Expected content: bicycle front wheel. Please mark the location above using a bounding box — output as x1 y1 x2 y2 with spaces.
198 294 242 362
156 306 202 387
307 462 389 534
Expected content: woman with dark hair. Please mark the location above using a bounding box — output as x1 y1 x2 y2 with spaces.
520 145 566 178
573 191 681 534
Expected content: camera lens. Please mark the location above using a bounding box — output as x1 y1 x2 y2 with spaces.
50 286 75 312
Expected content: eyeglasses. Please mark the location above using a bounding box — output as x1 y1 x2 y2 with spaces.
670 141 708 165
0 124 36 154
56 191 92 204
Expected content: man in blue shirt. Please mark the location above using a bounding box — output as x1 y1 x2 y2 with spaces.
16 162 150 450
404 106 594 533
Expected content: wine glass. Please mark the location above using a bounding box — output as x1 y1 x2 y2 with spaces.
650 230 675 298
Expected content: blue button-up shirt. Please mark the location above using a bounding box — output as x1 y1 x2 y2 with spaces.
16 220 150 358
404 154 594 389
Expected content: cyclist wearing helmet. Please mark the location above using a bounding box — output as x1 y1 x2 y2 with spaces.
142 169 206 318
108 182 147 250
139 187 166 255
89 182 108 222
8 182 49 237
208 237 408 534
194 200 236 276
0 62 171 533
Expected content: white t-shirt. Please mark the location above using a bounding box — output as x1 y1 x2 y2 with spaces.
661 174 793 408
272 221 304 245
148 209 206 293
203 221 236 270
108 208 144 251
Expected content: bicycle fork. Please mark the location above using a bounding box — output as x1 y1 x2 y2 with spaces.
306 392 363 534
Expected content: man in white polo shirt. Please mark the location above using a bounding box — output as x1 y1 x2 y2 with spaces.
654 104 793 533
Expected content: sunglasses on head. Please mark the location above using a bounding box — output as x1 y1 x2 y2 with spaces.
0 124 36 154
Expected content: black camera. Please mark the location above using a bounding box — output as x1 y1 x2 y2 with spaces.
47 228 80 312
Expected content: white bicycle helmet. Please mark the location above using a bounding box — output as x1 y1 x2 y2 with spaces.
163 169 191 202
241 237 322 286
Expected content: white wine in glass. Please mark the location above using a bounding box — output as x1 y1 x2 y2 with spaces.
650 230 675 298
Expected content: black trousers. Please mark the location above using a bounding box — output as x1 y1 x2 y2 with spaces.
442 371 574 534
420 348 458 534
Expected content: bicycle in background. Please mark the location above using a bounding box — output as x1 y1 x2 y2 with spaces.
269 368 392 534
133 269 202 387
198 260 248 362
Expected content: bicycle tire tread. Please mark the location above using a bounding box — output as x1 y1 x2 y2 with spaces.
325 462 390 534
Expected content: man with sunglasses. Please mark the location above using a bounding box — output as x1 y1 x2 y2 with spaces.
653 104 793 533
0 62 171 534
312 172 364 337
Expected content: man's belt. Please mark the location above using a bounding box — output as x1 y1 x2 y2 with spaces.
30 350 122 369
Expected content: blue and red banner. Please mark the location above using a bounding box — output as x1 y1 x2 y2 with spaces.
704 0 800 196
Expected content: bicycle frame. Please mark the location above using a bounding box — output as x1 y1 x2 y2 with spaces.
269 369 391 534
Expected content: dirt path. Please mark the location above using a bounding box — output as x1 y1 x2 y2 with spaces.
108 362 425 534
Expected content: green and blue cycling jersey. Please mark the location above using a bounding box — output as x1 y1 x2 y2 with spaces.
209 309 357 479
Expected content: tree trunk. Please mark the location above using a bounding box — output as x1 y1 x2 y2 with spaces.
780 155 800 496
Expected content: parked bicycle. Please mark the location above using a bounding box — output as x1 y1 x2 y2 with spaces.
- - - -
▸ **Problem details**: Print all of the items above again, word for word and in the same order.

▸ **Correct answer**:
Expected content: bicycle front wheel. Please mark the location above using a bounding box — output as x1 y1 x2 y2 with spaces.
198 294 242 362
156 306 202 387
307 462 389 534
Expected content: woman with dark hair. Please mark the location above using a bounding box — output as x1 y1 x2 y2 with spaces.
520 145 566 178
573 191 681 534
Expected content: camera lens. Please mark the location above using a bounding box — output as x1 y1 x2 y2 with spaces.
50 286 75 312
Expected content: eyeglasses. Please mark the location above using a bounding box — output as x1 y1 x2 y2 with spaces.
670 141 708 165
0 124 36 154
56 191 92 204
Expected content: man in blue shirt. Please mark the location above using a bounding box — output as x1 y1 x2 y2 with spaces.
16 162 150 450
404 106 594 533
Expected content: wine glass. Please mark the location above using a bounding box — output as x1 y1 x2 y2 with spaces.
650 230 675 298
Expected content: blue button-up shirt. Please mark the location above using a bounding box — output as x1 y1 x2 y2 with spaces.
16 220 150 358
404 154 594 389
Expected content: cyclist wearing helmet. Please mark the location above using a bounding box — output as x1 y1 x2 y2 with spaces.
142 169 206 318
108 182 147 250
139 187 166 255
89 182 108 222
8 182 49 237
208 237 408 534
194 200 236 276
0 62 171 533
Expected content: white t-shirt. Please mark the location above using a bounding box — output as x1 y1 x2 y2 with spaces.
661 174 793 408
272 221 304 245
148 209 206 293
203 221 236 270
108 208 144 251
Expected content: bicycle fork. Please mark the location above using a bounding box — output as x1 y1 x2 y2 with spaces.
306 392 363 534
Expected content: man in white polo shirt. Please mark the location above using a bounding box — output as x1 y1 x2 y2 with spaces.
654 104 793 533
Expected content: sunglasses on head. Please mark the location above using a bounding box — output as x1 y1 x2 y2 with spaces.
0 124 36 154
Expected content: black camera. Please mark the location above using a bounding box — output as x1 y1 x2 y2 with spaces.
47 228 80 312
Expected content: white bicycle helmet. Please mark the location above using a bounding box — output as x1 y1 x2 y2 with spaces.
163 169 191 202
241 237 322 286
Expected content: white wine in glass. Please mark the location above using a bounding box — output as x1 y1 x2 y2 with spaces.
650 230 675 298
Expected content: black trousers. Please mark the location above using a bounding box — output as x1 y1 x2 y2 with spaces.
442 371 574 534
420 348 458 534
Expected content: bicycle in background. Please mark the location above using a bounding box — output as x1 y1 x2 y2 with spaces.
269 368 392 534
133 269 202 387
198 260 248 362
Expected content: bicycle tire tread. Please mark the location above using a bounding box — output as x1 y1 x2 y2 with spaces.
325 462 390 534
Expected content: man with sunglasses. Please mark the location above using a bounding box — output as x1 y1 x2 y2 with spaces.
653 104 793 533
0 62 171 534
312 172 364 337
Expected content: man's belt. Please mark the location above using a bounding box — output as x1 y1 x2 y2 with spaces.
30 350 122 369
Expected content: blue and red banner. Please mark the location above using a bounding box — output as x1 y1 x2 y2 with spaces.
704 0 800 196
Expected content: bicycle frame. Please mark the location above using a bounding box — output as x1 y1 x2 y2 with spaces.
269 369 391 534
Expected content: dirt path. Please mark the location above using a bounding box — output as x1 y1 x2 y2 with spaces.
108 362 425 534
Expected content: green and blue cycling jersey. Please mark the location above using a bounding box — output as x1 y1 x2 y2 with spaces.
209 309 357 479
Expected content: tree trunk. Please mark the location above using a bounding box — output as x1 y1 x2 y2 with spaces.
780 155 800 496
Expected content: parked bicycle. Please mark the location above using a bounding box — output as x1 y1 x2 y2 with spaces.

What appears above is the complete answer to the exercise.